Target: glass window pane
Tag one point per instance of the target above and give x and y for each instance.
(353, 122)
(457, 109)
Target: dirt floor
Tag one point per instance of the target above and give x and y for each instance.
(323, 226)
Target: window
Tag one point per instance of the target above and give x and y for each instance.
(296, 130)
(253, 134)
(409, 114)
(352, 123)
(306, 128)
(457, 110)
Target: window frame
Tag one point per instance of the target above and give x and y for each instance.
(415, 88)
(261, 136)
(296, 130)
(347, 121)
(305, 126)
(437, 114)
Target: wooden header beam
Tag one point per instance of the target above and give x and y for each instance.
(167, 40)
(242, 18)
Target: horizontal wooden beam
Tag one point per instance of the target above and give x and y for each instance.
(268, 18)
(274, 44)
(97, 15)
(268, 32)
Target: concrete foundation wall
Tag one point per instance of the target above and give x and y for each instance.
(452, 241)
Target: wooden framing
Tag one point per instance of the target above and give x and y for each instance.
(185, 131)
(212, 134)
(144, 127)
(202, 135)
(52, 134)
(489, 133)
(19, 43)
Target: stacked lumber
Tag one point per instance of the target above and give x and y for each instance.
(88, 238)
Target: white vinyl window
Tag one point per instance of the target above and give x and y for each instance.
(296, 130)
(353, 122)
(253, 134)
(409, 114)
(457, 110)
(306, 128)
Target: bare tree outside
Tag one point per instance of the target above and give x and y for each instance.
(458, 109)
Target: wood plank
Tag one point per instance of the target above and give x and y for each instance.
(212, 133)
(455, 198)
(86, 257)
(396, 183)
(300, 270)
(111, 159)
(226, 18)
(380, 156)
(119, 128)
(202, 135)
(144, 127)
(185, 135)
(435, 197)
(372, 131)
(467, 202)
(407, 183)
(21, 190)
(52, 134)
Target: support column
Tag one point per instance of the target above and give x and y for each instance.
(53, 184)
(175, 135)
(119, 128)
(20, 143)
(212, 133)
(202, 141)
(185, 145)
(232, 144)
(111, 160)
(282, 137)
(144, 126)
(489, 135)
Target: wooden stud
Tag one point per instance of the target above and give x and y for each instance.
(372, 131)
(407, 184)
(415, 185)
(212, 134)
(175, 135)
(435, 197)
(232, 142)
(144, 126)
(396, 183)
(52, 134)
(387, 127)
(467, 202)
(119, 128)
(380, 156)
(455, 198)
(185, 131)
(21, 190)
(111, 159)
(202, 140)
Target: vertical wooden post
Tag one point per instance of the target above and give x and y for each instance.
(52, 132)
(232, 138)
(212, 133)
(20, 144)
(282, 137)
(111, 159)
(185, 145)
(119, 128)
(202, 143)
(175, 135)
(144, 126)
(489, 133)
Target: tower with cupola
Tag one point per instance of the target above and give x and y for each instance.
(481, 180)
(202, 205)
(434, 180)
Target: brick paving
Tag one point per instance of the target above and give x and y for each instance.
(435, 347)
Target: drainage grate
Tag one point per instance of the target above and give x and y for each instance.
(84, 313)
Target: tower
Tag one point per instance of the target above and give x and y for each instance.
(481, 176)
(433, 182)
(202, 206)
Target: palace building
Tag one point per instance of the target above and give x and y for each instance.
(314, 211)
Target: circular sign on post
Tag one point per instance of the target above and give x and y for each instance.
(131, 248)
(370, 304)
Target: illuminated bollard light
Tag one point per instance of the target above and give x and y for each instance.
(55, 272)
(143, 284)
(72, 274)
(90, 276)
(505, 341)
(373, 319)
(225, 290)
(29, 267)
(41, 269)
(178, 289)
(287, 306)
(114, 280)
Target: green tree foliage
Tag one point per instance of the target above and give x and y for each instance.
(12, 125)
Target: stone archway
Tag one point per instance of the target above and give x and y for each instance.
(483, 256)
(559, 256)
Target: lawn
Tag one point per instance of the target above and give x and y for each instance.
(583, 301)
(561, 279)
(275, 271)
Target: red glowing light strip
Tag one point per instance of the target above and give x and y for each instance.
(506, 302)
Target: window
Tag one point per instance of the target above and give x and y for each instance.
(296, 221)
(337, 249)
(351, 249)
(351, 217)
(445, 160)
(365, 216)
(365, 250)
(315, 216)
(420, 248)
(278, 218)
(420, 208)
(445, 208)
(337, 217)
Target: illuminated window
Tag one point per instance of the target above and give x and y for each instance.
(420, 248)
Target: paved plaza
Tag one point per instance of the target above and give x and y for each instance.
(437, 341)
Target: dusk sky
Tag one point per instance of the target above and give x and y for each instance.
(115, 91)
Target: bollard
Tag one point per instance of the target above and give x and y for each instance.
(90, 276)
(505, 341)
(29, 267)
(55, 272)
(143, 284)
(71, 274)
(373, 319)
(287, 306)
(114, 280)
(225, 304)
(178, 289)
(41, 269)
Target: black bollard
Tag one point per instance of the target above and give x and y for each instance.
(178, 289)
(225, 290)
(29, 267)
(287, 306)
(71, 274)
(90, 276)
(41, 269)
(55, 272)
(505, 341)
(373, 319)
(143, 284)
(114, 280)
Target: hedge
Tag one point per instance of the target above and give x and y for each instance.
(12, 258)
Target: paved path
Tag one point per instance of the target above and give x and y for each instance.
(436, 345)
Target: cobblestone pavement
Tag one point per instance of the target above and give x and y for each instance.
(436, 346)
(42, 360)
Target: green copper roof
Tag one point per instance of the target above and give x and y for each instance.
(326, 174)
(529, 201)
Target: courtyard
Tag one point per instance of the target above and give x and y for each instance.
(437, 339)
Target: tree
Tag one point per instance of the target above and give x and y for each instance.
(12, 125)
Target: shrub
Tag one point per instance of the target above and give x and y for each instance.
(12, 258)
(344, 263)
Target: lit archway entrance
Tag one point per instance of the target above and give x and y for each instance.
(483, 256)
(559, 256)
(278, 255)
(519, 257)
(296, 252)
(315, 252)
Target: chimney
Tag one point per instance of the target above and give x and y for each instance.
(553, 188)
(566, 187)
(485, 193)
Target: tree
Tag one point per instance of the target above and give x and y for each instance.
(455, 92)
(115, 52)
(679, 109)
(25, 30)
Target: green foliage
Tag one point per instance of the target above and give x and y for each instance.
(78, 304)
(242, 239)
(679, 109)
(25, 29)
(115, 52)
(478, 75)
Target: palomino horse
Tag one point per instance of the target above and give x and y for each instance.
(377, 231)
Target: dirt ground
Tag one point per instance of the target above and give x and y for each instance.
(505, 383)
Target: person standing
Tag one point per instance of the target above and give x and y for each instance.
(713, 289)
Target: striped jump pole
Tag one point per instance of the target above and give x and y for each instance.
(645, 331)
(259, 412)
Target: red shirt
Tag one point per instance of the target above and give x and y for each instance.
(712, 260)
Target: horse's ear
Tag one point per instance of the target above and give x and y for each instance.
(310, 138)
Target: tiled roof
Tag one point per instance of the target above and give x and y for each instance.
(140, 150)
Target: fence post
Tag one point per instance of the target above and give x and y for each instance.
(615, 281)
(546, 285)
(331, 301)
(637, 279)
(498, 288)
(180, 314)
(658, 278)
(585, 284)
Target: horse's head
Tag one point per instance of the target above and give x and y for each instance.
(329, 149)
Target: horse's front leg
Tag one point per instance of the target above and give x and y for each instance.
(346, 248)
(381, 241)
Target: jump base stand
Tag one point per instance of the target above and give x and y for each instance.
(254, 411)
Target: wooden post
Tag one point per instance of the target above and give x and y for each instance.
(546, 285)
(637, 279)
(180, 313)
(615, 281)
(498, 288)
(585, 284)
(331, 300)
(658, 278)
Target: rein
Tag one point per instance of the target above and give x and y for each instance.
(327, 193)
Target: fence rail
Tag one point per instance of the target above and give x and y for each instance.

______________________________

*AIM:*
Write out every line exactly as it stands.

*RESPONSE BELOW:*
Target: glass window pane
Tag one point per instance of the target above and give x and y for each instance.
(353, 122)
(457, 109)
Target: dirt floor
Tag one point per instance of the target above and give x and y for each instance.
(323, 226)
Target: window
Tag one point per instance of the target above and give x and y for each instance.
(296, 130)
(253, 134)
(409, 114)
(352, 123)
(306, 128)
(457, 110)
Target: window frame
Tag one point per instance of the target above and give x and y for each instance.
(415, 88)
(261, 136)
(296, 130)
(347, 121)
(305, 126)
(437, 114)
Target: wooden header beam
Tag one point per instance of the target above and give x and y for each instance.
(167, 40)
(242, 18)
Target: horizontal wooden beam
Tag one point per instance of the target above and give x and y for each instance.
(268, 18)
(274, 44)
(97, 15)
(268, 32)
Target: concrete foundation wall
Tag one point per instance of the target above and give x and y for each instance.
(452, 241)
Target: wooden framing
Tag one point per instance of the target above and give x and y for each instance.
(185, 131)
(212, 134)
(144, 127)
(202, 135)
(52, 134)
(489, 133)
(19, 43)
Target: stacked lumber
Tag one point per instance of the target above and give x and y for each instance.
(88, 238)
Target: white vinyl window
Tag one point per instance of the target above and give x and y for each instance.
(296, 130)
(353, 122)
(253, 134)
(409, 114)
(457, 110)
(306, 128)
Target: bare tree outside
Tag one point per instance of the target above and give x and y for each instance.
(458, 109)
Target: wood plank
Tag one point per instance of the target above and give x and y for each instance.
(212, 133)
(455, 198)
(86, 257)
(396, 183)
(300, 270)
(111, 159)
(226, 18)
(380, 156)
(119, 128)
(202, 135)
(144, 127)
(185, 135)
(435, 197)
(372, 131)
(467, 202)
(407, 183)
(21, 190)
(52, 134)
Target: support column
Tag one point per instance of the target above and give x and y for each instance.
(53, 184)
(175, 135)
(119, 128)
(20, 143)
(212, 133)
(202, 141)
(185, 145)
(232, 144)
(111, 160)
(282, 137)
(144, 126)
(489, 135)
Target: wooden stud
Tag one point per instance of the target above and give x and y for each instance.
(372, 131)
(407, 184)
(415, 185)
(212, 134)
(175, 135)
(435, 197)
(232, 142)
(144, 126)
(396, 183)
(52, 134)
(387, 127)
(467, 202)
(119, 128)
(380, 156)
(455, 198)
(185, 131)
(21, 190)
(111, 159)
(202, 140)
Target: vertical wooden post
Tag one point per instance of the target above and give x and y for each instance.
(52, 132)
(232, 138)
(212, 133)
(20, 144)
(282, 137)
(111, 159)
(185, 145)
(119, 128)
(202, 143)
(175, 135)
(144, 126)
(489, 133)
Target: tower with cupola
Tag one point per instance of the target above and give x and y for each instance.
(481, 180)
(202, 205)
(434, 180)
Target: brick paving
Tag one point per instance of the target above and give x and y for each instance.
(435, 347)
Target: drainage grate
Tag one point per instance of the target above and give x and y for each instance.
(84, 313)
Target: tower
Tag one point per instance of the target above and give x and y for each instance.
(481, 176)
(433, 182)
(202, 206)
Target: palace building
Tag one point per instance of the target above and give x and y for each instance.
(314, 211)
Target: circular sign on post
Tag one point per instance of the target above and give x and y for each instance.
(131, 248)
(370, 304)
Target: illuminated bollard light
Tag one point per instance of the target above and give x and y for each instance.
(55, 272)
(143, 284)
(72, 274)
(90, 276)
(505, 341)
(373, 319)
(225, 290)
(29, 267)
(41, 269)
(178, 289)
(287, 306)
(114, 280)
Target: green tree foliage
Tag one point per instance of the target above and give x and y for each instance.
(12, 125)
Target: stone archway
Tag one point per instance of the target above and give x and y for each instance.
(483, 256)
(559, 256)
Target: lawn
Tag one point per instance of the target above and give x and y for each instance.
(583, 301)
(561, 279)
(275, 271)
Target: red glowing light strip
Tag one point per instance of the target above and give x and y for each instance.
(506, 302)
Target: window
Tag one point per instance of the target above and give x and y for each instance.
(296, 221)
(337, 249)
(351, 249)
(351, 217)
(445, 160)
(365, 216)
(365, 250)
(315, 216)
(420, 248)
(278, 218)
(420, 208)
(445, 208)
(337, 217)
Target: illuminated window
Tag one point per instance of the target above and give x and y for each instance.
(420, 248)
Target: paved plaza
Tag one point per instance of the target above and give x and y for each instance.
(437, 341)
Target: dusk sky
Tag one point per instance of the target above and give x and y for each instance.
(115, 91)
Target: bollard
Tag one point per instance of the target above and give x and y for each instance.
(90, 276)
(505, 341)
(29, 267)
(55, 272)
(143, 284)
(71, 274)
(373, 319)
(287, 306)
(114, 280)
(225, 304)
(178, 289)
(41, 269)
Target: black bollard
Tag one point per instance of the target above and give x and y for each instance.
(178, 289)
(225, 290)
(29, 267)
(287, 306)
(71, 274)
(90, 276)
(41, 269)
(55, 272)
(505, 341)
(373, 319)
(143, 284)
(114, 280)
Target: hedge
Tag one point per instance of the target above and give x and y for each instance.
(12, 258)
Target: paved path
Tag one point per instance of the target above and give x and y for each instance.
(436, 345)
Target: cobblestone pavement
Tag one point per instance of the target above and give x and y for each instance.
(436, 346)
(42, 360)
Target: green copper roof
Tag one point per instance of the target above and give x and y for each instance.
(326, 174)
(529, 201)
Target: courtyard
Tag one point per instance of the target above and give x and y for each instance.
(437, 339)
Target: tree
Tag one point per instance of the target above and give x and y for each instance.
(12, 125)
Target: shrub
Tag one point per instance of the target above and give x and y for each instance.
(12, 258)
(344, 263)
Target: lit archway entrance
Tag one point per instance of the target above and give x and y for each instance.
(483, 256)
(559, 256)
(278, 255)
(519, 257)
(296, 252)
(315, 252)
Target: chimney
Tag one point per instance of the target above and give x and y for each instance.
(553, 188)
(566, 187)
(485, 193)
Target: tree
Tag one point per instance of the target above and give x and y for each instance.
(455, 92)
(115, 52)
(679, 109)
(25, 30)
Target: green foliage
Tag one point per instance of the target above and give x and y for each instance.
(78, 304)
(242, 239)
(679, 109)
(25, 29)
(115, 52)
(478, 75)
Target: palomino horse
Tag one point per instance of the target above and give x and y for each instance.
(377, 231)
Target: dirt ground
Tag one point per instance of the target above and give x and y for each instance.
(505, 383)
Target: person standing
Tag one point per instance of the target above and give x and y for each instance.
(713, 289)
Target: striped jump pole
Tag one point per instance of the target above and give x and y for each instance.
(645, 331)
(259, 412)
Target: red shirt
Tag one point per instance of the target above and give x and y for each instance.
(712, 260)
Target: horse's ear
Tag one point per instance of the target above and give x and y for each instance.
(310, 138)
Target: tiled roof
Tag one point per instance of the target above and give x and y for each instance.
(140, 150)
Target: fence post
Tag one point per instance of the target above and give x and y for each instance.
(615, 281)
(546, 285)
(331, 301)
(637, 279)
(498, 288)
(180, 314)
(658, 278)
(585, 284)
Target: horse's head
Tag one point per instance of the target above and give x and y for each instance.
(329, 149)
Target: horse's front leg
Tag one point per instance of the target above and give x and y for each instance.
(346, 248)
(381, 241)
Target: jump base stand
Tag one point per instance of the target above and give x and y for each instance.
(254, 411)
Target: wooden post
Tag one point per instance of the target above and give x and y for each instance.
(546, 285)
(637, 279)
(180, 313)
(615, 281)
(498, 288)
(585, 284)
(331, 300)
(658, 278)
Target: rein
Tag one point per instance of the target above and give x and y for each instance.
(327, 193)
Target: fence rail
Tag one point per instance of the target above and give x and y for each instance.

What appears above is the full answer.